#### Task to carry out
Please rewrite the records below, starting at the line that contains "the blurred player" and ending at the last line of the records, with the requests kept as they are. Shift each answer coordinate by adding 147 to both of its numbers.

#### Exercise data

===============

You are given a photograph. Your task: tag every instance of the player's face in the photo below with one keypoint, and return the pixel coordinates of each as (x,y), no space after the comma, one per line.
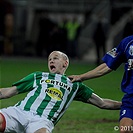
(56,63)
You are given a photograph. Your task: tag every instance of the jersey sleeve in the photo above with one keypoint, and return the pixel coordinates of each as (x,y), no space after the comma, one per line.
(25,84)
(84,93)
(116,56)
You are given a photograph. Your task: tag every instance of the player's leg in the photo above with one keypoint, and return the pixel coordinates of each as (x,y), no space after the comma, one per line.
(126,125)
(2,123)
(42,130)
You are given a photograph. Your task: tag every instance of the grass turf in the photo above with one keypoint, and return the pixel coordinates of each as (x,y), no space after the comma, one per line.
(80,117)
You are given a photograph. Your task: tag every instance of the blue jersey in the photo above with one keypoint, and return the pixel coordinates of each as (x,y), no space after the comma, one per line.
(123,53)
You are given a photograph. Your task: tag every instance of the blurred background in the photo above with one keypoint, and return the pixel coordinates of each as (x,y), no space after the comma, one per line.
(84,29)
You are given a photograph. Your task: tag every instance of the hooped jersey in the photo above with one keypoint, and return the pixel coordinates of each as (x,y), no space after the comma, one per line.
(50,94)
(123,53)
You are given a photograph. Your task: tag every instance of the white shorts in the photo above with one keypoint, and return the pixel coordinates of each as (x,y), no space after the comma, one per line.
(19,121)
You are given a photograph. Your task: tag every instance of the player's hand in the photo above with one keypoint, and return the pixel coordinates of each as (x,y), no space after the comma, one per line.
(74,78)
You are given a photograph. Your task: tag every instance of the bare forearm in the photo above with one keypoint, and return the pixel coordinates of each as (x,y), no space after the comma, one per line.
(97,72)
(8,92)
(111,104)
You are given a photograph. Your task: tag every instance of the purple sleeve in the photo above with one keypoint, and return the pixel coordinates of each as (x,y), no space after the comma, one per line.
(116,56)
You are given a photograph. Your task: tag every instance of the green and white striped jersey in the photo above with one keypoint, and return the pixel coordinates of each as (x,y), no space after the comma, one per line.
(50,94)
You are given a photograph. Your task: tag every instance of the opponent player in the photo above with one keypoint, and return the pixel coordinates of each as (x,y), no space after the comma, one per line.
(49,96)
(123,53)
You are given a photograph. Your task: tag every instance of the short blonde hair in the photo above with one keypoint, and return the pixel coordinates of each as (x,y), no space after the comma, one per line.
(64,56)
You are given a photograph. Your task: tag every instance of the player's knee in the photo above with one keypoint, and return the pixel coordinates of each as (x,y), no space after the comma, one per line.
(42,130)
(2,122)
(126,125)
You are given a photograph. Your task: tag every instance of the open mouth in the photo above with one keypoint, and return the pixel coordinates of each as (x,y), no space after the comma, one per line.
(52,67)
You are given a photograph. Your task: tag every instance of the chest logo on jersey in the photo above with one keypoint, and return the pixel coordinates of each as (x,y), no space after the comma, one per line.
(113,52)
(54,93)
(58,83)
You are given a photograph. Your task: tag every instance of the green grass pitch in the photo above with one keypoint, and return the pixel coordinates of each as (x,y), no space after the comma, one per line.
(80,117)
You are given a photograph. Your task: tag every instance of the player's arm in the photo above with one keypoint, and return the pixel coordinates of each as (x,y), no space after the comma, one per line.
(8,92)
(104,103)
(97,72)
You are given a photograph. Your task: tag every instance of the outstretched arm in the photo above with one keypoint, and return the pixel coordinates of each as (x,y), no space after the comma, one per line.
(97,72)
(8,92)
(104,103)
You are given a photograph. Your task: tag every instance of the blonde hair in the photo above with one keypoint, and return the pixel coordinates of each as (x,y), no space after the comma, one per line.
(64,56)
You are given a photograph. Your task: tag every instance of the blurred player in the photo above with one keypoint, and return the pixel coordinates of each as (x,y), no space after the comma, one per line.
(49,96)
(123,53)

===============

#### Solution for this problem
You are given a photograph. Your task: tag every instance of the blurred player in the photo above with one keypoint, and return the pixel coordinates of each as (x,y), no space after the comma, one per line.
(196,243)
(270,200)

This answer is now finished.